___ Provided entries ___

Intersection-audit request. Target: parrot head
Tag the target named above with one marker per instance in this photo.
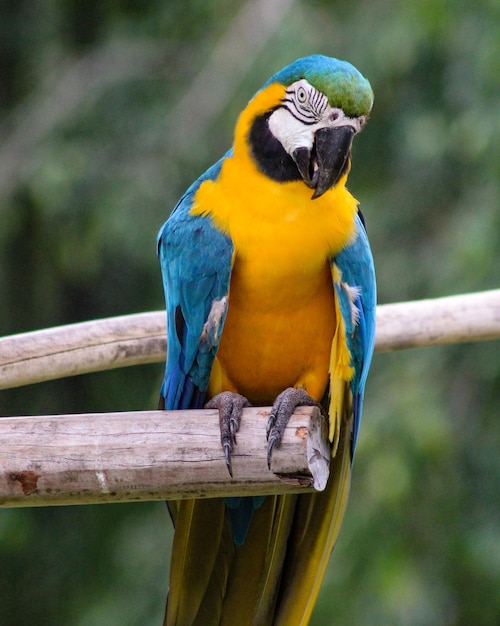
(307, 134)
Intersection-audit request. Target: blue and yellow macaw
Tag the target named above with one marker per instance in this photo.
(270, 292)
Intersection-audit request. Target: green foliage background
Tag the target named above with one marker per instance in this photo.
(108, 111)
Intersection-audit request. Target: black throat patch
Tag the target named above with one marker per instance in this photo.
(270, 156)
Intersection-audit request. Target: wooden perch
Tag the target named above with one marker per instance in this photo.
(138, 339)
(154, 455)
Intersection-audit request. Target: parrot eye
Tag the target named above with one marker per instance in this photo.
(301, 95)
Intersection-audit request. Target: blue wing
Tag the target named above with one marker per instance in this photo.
(358, 287)
(195, 261)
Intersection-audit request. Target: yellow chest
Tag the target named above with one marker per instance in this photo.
(281, 317)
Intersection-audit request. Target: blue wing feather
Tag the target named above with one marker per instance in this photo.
(356, 265)
(195, 260)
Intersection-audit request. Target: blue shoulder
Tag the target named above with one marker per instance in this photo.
(195, 261)
(358, 281)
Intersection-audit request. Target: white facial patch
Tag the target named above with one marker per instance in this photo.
(304, 111)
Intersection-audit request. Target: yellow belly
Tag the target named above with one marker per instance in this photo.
(278, 334)
(281, 317)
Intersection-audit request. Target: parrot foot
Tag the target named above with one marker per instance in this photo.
(230, 406)
(283, 407)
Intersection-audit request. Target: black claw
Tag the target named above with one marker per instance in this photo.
(283, 408)
(230, 406)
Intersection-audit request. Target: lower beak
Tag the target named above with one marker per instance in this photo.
(322, 167)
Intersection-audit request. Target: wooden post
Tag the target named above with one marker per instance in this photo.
(154, 455)
(99, 345)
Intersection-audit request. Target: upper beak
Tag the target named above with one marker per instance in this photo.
(322, 167)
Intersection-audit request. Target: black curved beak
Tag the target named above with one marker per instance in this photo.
(322, 167)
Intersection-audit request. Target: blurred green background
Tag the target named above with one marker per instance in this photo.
(108, 111)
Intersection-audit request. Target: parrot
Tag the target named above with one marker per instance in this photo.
(270, 296)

___

=== Your assignment ===
I'd like the records above given again exactly, please, without the pictures.

=== Result of this task ===
Intersection-audit request. Target: parrot head
Tag the target named above with one marker per instance in this photo.
(307, 134)
Intersection-audit request. Target: blue and yellow macaw
Tag the target named above with one marker per instance in this photo.
(270, 292)
Intersection-audit request. Target: green foliage background
Tag the target named above with one marker per instance in this photo.
(108, 111)
Intersection-audit request. Target: black throat patch
Tag the target named above with one marker per instance in this photo.
(270, 156)
Intersection-audit request. Target: wooden perch
Tag the target named above with one marker per instance in this photo.
(138, 339)
(154, 455)
Intersection-audit request. Target: parrot eye
Tag the target named above with one marker per instance in this photo.
(301, 95)
Intersection-audit request. Target: blue wing
Tag the target named above with one marker per instance in this photo.
(358, 287)
(195, 261)
Intersection-audit request. Target: yellow chest
Tag the target named above with one marker per instance in this photo.
(281, 317)
Intersection-audit request. Target: blue wing feather
Tag the target named above with one marker per instance in this photo.
(356, 265)
(195, 260)
Intersection-audit request. Target: blue shoulder
Tag the target named above with one marker per instance in this photo.
(195, 261)
(358, 281)
Intersection-audit request. Target: white facial patch
Tag the target named above with one marker per instance in this photo.
(304, 111)
Intersection-audit request. Target: yellow belly
Tag the target named above with one marker per instance in this photo.
(278, 334)
(281, 317)
Intersection-audit request. Target: parrot foot
Tag the target named above with one marker per instance in this photo.
(230, 406)
(283, 407)
Intersection-audit request. Target: black claw
Tag the target named above with one marker per instance in this photo.
(283, 408)
(230, 406)
Intersection-audit request. Target: lower beak
Tag the target named above with one marker per instance in this photo.
(322, 167)
Intersection-audit request. Target: wooden post
Tag the target named above with one marker per instance in this photo.
(154, 455)
(99, 345)
Intersection-audit request. Target: upper beak
Tag the target named above with one marker per instance in this photo.
(322, 167)
Intersection-audit request. Target: black curved beak
Tag the target named above with one marker per instance in this photo.
(322, 167)
Intersection-audit request. Target: blurred green background
Tag the target named above with one marker per instance in this photo.
(108, 111)
Intersection-audit request. Target: parrot
Tag the target named above with one marker per instance in this photo.
(270, 296)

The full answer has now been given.